Extrait source>

Le sel occupe une place paradoxale dans notre alimentation : indispensable au bon fonctionnement de l’organisme, il devient un risque majeur lorsqu’il est consommé en excès. Mais un courant scientifique met désormais en garde contre l’extrême inverse : une alimentation trop pauvre en sel pourrait, elle aussi, nuire à la santé.
Selon l’Organisation mondiale de la santé (OMS), l’apport recommandé ne doit pas dépasser 5 g de sel par jour (l’équivalent d’une cuillère à café). Or, la consommation mondiale moyenne tourne autour de 10 g, soit le double. Cet excès est directement lié à une hausse de la tension artérielle, augmentant fortement le risque d’accidents vasculaires cérébraux et de maladies cardiaques. L’OMS estime ainsi que près de 1,9 million de décès par an sont imputables à un excès de sodium.
Mais la question se complexifie lorsque l’on observe certaines études récentes. Plusieurs travaux suggèrent que réduire drastiquement le sel en dessous de 5 à 6 g par jour pourrait également entraîner des effets indésirables, notamment un risque accru de troubles cardiovasculaires. Les chercheurs parlent d’une courbe en U, où la consommation optimale se situerait entre 6 et 12 g par jour.
Les données issues du Japon et de la Finlande illustrent toutefois qu’une réduction progressive du sel au niveau national peut être bénéfique. Dans les deux pays, une politique de santé publique volontariste a permis de diminuer la consommation de plusieurs grammes, entraînant en parallèle une forte baisse de la mortalité par AVC et maladies cardiaques.
La difficulté réside aussi dans l’évaluation des apports : seule une faible partie du sel provient de ce que nous ajoutons à table. La majorité se cache dans les aliments transformés — pains, charcuteries, soupes, sauces ou snacks. Pour le consommateur, lire les étiquettes reste un défi, d’autant que la teneur en sodium est souvent mentionnée sans conversion claire en équivalent sel.

Votre travail>
A - Dans l’article sur le sel, recopiez tout ce qui va de « Le sel occupe » jusqu’à « excès de sodium. » en substituant « petite cuillère » à « cuillère à café ».
B - D’après l’article sur le sel, combien de décès par an l’OMS attribue-t-elle à un excès de sodium ?

Données affichées>
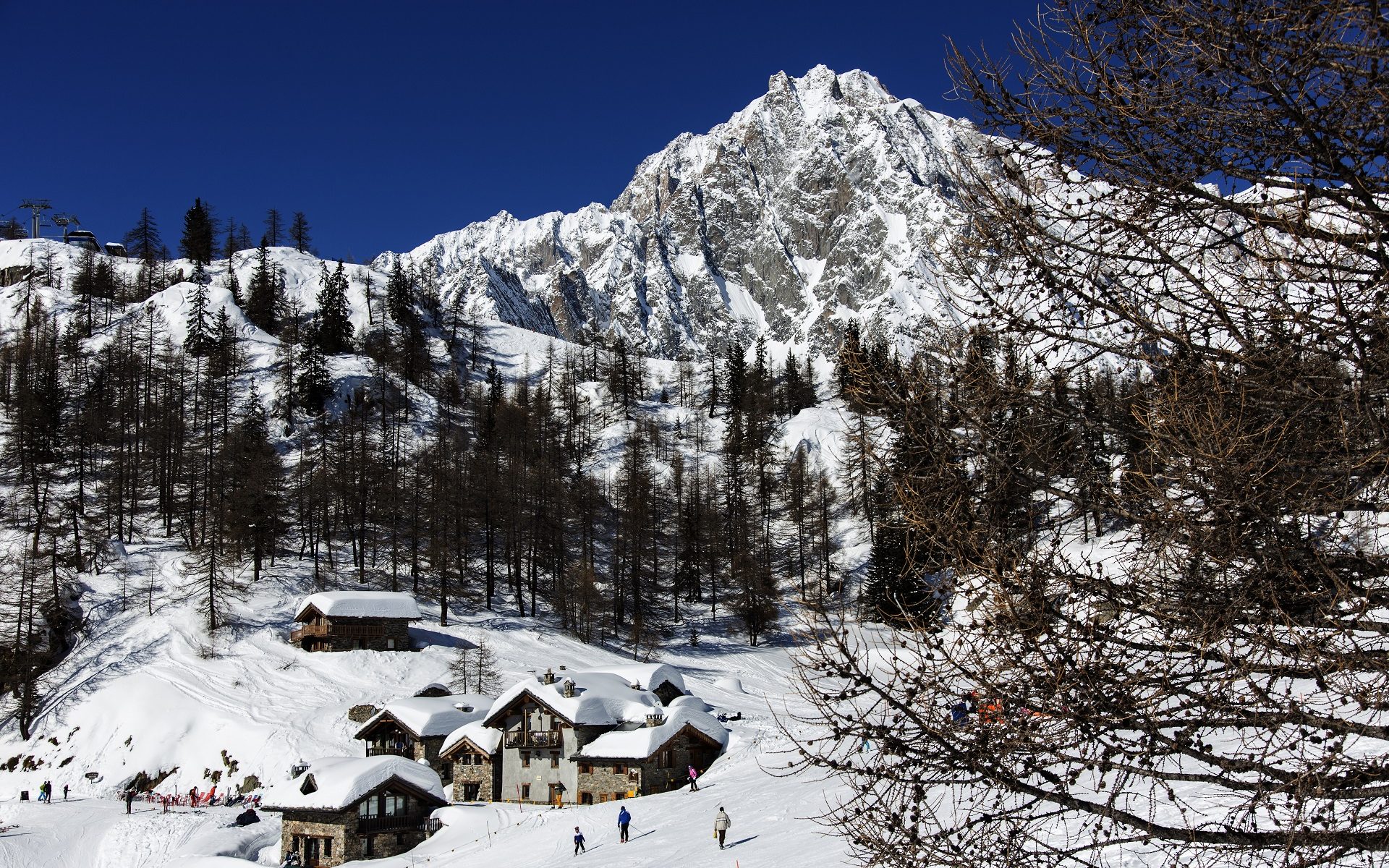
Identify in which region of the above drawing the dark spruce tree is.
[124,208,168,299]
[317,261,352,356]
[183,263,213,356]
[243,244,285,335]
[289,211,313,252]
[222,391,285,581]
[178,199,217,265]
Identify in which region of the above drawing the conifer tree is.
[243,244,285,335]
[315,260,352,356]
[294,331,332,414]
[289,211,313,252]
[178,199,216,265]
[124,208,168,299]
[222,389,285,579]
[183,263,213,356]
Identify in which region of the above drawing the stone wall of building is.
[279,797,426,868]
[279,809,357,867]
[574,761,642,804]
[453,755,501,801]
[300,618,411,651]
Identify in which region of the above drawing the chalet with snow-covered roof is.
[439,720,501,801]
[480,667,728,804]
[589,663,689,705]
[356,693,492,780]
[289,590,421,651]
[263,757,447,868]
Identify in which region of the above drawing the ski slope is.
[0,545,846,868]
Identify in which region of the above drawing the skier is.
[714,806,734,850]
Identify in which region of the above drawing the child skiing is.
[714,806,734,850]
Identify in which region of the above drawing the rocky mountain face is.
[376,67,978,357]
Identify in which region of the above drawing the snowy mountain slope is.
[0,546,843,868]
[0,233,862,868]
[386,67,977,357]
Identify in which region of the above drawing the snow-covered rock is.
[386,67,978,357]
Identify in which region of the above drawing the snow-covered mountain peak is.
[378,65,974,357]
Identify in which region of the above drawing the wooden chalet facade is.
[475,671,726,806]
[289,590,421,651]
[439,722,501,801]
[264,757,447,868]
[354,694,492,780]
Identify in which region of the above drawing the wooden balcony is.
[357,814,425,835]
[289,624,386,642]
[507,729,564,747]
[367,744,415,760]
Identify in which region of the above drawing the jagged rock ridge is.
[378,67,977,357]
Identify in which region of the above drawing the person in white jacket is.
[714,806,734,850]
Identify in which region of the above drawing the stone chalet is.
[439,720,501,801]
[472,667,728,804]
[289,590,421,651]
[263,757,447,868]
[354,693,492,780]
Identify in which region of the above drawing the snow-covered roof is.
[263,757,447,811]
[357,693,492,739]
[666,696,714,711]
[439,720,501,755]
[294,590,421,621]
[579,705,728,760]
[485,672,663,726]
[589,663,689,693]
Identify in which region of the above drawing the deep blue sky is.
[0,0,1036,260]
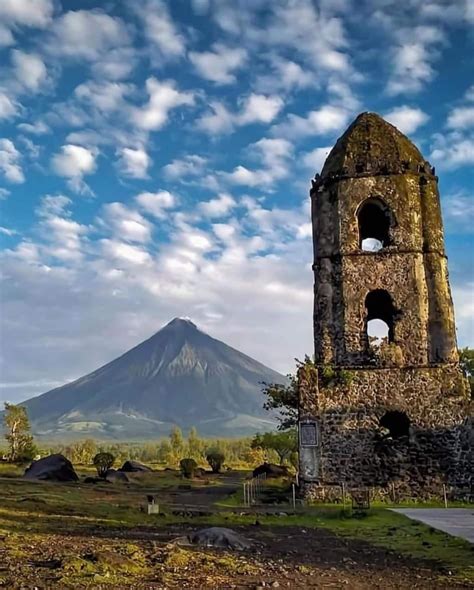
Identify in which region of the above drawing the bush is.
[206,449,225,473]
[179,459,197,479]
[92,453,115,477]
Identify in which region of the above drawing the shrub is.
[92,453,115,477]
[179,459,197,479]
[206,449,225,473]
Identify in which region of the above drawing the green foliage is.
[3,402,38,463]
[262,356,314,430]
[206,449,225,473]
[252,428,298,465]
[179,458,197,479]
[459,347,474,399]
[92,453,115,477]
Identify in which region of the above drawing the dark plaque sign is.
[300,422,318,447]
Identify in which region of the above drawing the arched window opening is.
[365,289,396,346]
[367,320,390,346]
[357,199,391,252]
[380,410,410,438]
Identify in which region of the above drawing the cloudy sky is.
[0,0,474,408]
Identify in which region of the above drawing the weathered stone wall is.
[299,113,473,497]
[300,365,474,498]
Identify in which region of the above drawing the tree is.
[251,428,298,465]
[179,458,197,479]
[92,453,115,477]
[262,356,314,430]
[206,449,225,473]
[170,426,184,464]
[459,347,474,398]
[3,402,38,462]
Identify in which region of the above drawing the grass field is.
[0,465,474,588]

Corrigé détaillé>
A -
Le sel occupe une place paradoxale dans notre alimentation : indispensable au bon fonctionnement de l’organisme, il devient un risque majeur lorsqu’il est consommé en excès. Mais un courant scientifique met désormais en garde contre l’extrême inverse : une alimentation trop pauvre en sel pourrait, elle aussi, nuire à la santé.
Selon l’Organisation mondiale de la santé (OMS), l’apport recommandé ne doit pas dépasser 5 g de sel par jour (l’équivalent d’une petite cuillère). Or, la consommation mondiale moyenne tourne autour de 10 g, soit le double. Cet excès est directement lié à une hausse de la tension artérielle, augmentant fortement le risque d’accidents vasculaires cérébraux et de maladies cardiaques. L’OMS estime ainsi que près de 1,9 million de décès par an sont imputables à un excès de sodium.

B - Près de 1,9 million de décès par an.